One of the issues in accessibility is the need to accommodate staff — human beings of various sizes. Reach heights are key. In designing for efficiency, commonly used equipment is located in a middle height area. The least used equipment could be stored high or low. There’s a reason why the middle shelves in a grocery store have the highest premium; they are the most valuable real estate because of being the most accessible.

Factoring in design solutions

The next level of refinement measures design solutions against the latest infection-prevention literature, and then pushes beyond the published findings with new interventions. For example, improving hand hygiene behavior with the number and location (including sight lines) of sinks is one aspect. Another is specifying plumbing fittings and other high-touch surfaces that are easily cleaned. The surfaces get contaminated on such a frequent basis that they will remain contaminated most of the time unless it is easy to arrange additional cleanings with operations. Could daily surface cleaning be increased to twice a day, or twice a shift?

Nurses know they need to wash their hands to protect the patients, but they inadvertently touch the sink or other surfaces, and those surfaces are full of germs. Antimicrobial surfaces such as antimicrobial metals are a move in the right direction but they have not been tied to a successful reduction in infections acquired in the hospital. To date, antimicrobial metals require a minimum two-hour contact time with an organism before disinfection can fully occur on the surface — because they don’t kill on contact, there is inevitably some biofilm that remains. Visitors who have touched a door knob and then touched their eye may think the surfaces are clean, but in fact have become contaminated.

The recent study, “The role of facility design in preventing the transmission of healthcare-associated infections: Background and conceptual framework,” published in Healthcare Environments and Research Design indicates a serious need to design for “no touch” and for the specification of materials that are easily cleaned per facility protocols.

## Work required
Reproduce the passage on staff reach heights and infection-prevention design in healthcare facilities, word for word and in full. The material plays no part in this exercise.

## Information shown
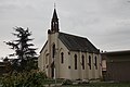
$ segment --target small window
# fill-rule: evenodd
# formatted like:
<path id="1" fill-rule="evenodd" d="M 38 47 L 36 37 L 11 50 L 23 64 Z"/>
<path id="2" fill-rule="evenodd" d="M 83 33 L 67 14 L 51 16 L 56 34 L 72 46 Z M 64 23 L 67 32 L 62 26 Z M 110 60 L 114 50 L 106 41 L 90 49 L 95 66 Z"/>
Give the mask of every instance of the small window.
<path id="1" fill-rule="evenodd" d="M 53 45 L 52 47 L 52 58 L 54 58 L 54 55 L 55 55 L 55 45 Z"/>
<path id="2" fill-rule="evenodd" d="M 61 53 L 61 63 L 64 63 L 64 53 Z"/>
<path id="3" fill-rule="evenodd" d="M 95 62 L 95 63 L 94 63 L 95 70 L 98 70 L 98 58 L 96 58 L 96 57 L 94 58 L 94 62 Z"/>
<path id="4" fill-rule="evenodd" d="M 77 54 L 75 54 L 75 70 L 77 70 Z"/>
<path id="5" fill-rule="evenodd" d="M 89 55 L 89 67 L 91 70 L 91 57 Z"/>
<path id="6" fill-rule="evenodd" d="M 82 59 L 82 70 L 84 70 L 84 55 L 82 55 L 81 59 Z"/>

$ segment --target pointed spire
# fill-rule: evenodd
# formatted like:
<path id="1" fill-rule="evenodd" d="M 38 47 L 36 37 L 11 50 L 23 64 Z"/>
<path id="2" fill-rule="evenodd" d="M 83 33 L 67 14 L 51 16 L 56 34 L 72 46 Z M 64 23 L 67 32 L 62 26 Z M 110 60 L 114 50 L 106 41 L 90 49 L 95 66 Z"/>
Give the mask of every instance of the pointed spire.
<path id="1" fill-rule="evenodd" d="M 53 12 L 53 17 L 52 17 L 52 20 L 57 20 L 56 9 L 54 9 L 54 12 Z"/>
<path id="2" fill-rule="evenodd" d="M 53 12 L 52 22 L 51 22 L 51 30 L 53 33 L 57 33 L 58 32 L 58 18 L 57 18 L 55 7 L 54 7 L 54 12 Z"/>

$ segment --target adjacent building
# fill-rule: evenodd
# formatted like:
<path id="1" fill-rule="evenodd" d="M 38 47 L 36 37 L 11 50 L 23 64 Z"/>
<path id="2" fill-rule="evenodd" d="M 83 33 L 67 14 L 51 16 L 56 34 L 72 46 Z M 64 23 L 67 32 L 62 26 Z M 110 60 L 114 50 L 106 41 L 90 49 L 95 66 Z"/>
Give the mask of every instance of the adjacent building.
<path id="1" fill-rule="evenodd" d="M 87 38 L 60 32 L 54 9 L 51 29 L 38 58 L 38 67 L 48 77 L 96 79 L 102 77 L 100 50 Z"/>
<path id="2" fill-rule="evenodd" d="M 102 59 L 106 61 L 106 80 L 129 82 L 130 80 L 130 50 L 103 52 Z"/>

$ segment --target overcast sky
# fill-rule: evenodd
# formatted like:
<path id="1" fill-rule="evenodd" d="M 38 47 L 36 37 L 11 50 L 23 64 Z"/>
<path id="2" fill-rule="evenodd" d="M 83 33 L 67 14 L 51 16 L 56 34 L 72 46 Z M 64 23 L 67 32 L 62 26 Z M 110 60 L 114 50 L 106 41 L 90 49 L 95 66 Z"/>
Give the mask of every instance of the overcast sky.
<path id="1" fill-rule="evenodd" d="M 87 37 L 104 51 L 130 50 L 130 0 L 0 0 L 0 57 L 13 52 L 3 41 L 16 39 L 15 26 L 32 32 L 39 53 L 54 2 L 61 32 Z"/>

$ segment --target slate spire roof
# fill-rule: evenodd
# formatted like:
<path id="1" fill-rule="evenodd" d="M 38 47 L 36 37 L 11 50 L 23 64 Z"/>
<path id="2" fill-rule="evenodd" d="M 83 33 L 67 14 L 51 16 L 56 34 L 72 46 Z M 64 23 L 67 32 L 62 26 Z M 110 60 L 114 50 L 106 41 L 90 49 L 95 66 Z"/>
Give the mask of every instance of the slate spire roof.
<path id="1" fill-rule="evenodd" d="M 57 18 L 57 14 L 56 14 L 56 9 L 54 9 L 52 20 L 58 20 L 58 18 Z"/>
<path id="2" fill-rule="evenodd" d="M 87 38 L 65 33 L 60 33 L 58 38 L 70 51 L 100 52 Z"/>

...

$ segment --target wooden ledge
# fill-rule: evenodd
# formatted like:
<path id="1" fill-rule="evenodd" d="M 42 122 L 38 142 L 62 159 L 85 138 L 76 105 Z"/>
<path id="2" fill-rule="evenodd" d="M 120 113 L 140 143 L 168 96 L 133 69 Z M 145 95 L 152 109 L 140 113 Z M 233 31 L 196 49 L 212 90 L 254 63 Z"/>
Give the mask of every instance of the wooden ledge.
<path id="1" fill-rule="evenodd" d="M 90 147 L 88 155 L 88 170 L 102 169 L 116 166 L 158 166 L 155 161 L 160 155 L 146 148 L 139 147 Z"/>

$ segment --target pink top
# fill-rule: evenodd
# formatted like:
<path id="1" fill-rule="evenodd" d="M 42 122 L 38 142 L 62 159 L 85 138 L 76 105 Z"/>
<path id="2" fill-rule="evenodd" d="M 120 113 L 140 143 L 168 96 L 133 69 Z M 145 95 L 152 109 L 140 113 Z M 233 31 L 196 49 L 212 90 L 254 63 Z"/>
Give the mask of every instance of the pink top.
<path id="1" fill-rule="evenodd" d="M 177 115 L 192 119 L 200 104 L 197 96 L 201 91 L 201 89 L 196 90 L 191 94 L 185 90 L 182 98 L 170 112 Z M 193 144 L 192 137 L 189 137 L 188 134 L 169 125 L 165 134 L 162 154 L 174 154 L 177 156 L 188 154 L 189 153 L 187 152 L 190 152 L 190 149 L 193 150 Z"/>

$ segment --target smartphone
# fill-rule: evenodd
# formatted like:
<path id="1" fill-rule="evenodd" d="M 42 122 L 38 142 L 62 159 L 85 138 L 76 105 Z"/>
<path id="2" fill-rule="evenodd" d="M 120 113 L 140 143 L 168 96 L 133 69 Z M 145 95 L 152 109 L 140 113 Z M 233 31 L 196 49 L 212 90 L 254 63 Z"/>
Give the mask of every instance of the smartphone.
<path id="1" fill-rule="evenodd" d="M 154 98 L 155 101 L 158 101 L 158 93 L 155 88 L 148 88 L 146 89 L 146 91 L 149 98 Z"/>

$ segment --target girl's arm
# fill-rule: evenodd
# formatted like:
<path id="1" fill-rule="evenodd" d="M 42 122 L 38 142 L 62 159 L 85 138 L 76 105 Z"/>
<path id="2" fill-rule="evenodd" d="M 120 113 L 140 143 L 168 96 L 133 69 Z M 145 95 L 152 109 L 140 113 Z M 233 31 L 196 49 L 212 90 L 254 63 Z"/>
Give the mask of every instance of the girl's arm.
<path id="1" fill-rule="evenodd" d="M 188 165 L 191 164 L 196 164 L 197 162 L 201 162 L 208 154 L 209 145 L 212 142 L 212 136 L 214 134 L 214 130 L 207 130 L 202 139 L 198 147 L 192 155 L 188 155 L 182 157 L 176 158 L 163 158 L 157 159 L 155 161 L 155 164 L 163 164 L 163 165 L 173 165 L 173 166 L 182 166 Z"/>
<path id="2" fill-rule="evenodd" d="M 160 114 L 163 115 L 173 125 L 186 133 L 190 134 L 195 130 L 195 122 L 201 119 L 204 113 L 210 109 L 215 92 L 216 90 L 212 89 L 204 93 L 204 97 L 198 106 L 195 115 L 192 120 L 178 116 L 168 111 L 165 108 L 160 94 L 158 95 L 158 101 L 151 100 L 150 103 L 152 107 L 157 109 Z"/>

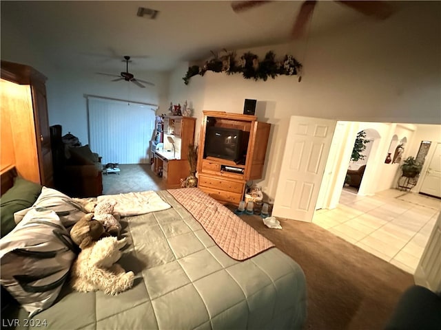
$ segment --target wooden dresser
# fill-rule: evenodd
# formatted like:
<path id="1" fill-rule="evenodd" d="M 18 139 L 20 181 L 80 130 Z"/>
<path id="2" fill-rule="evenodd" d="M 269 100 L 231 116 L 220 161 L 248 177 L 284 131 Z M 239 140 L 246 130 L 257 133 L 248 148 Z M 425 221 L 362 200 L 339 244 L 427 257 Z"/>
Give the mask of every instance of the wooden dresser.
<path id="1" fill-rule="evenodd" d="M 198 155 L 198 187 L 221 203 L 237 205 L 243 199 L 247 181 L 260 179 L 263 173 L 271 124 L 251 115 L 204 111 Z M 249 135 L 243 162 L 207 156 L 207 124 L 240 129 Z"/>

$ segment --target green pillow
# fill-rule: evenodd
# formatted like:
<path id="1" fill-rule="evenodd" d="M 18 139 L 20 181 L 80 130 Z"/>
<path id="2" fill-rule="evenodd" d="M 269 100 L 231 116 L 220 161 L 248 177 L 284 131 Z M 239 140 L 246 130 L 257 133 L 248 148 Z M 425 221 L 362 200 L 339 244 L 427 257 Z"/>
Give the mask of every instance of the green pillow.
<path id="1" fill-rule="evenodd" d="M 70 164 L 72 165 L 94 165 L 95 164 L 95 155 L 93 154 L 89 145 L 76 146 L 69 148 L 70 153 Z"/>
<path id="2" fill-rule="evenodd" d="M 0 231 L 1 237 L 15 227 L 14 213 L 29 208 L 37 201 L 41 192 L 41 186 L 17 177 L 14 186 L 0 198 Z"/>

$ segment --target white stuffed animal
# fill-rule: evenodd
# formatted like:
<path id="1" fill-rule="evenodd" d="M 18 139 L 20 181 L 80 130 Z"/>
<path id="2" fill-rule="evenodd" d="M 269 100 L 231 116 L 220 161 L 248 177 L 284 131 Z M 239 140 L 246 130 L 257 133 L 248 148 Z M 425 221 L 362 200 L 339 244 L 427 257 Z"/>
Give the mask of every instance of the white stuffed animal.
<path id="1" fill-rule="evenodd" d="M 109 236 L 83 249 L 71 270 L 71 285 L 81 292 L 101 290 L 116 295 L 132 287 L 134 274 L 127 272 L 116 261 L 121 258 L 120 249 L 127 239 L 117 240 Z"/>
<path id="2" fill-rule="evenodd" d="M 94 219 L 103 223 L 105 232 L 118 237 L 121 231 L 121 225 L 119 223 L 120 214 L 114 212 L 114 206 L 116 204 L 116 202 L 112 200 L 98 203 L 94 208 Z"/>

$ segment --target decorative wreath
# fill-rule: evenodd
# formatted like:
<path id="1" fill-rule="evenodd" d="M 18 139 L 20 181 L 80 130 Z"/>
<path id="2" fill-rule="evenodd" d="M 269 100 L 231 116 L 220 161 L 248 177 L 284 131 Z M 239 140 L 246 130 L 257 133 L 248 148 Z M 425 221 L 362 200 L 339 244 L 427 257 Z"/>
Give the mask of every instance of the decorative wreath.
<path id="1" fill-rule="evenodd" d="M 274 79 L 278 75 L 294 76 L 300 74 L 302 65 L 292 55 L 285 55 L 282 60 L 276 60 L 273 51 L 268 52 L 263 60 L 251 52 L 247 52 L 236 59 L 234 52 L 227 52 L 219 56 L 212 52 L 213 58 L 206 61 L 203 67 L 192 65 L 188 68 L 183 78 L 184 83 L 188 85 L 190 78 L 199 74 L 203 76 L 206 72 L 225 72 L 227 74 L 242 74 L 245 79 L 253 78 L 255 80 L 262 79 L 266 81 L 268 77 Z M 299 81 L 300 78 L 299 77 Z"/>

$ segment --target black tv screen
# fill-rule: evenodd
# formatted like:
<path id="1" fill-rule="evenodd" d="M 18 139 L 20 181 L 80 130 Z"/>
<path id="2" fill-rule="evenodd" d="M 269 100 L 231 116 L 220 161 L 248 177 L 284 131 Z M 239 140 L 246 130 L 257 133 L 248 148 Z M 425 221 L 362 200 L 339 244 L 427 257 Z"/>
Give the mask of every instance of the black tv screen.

## Reply to the exercise
One of the issues in accessibility is the need to accommodate staff — human beings of various sizes. Reach heights are key. In designing for efficiency, commonly used equipment is located in a middle height area. The least used equipment could be stored high or low. There’s a reason why the middle shelves in a grocery store have the highest premium; they are the most valuable real estate because of being the most accessible.

Factoring in design solutions

The next level of refinement measures design solutions against the latest infection-prevention literature, and then pushes beyond the published findings with new interventions. For example, improving hand hygiene behavior with the number and location (including sight lines) of sinks is one aspect. Another is specifying plumbing fittings and other high-touch surfaces that are easily cleaned. The surfaces get contaminated on such a frequent basis that they will remain contaminated most of the time unless it is easy to arrange additional cleanings with operations. Could daily surface cleaning be increased to twice a day, or twice a shift?

Nurses know they need to wash their hands to protect the patients, but they inadvertently touch the sink or other surfaces, and those surfaces are full of germs. Antimicrobial surfaces such as antimicrobial metals are a move in the right direction but they have not been tied to a successful reduction in infections acquired in the hospital. To date, antimicrobial metals require a minimum two-hour contact time with an organism before disinfection can fully occur on the surface — because they don’t kill on contact, there is inevitably some biofilm that remains. Visitors who have touched a door knob and then touched their eye may think the surfaces are clean, but in fact have become contaminated.

The recent study, “The role of facility design in preventing the transmission of healthcare-associated infections: Background and conceptual framework,” published in Healthcare Environments and Research Design indicates a serious need to design for “no touch” and for the specification of materials that are easily cleaned per facility protocols.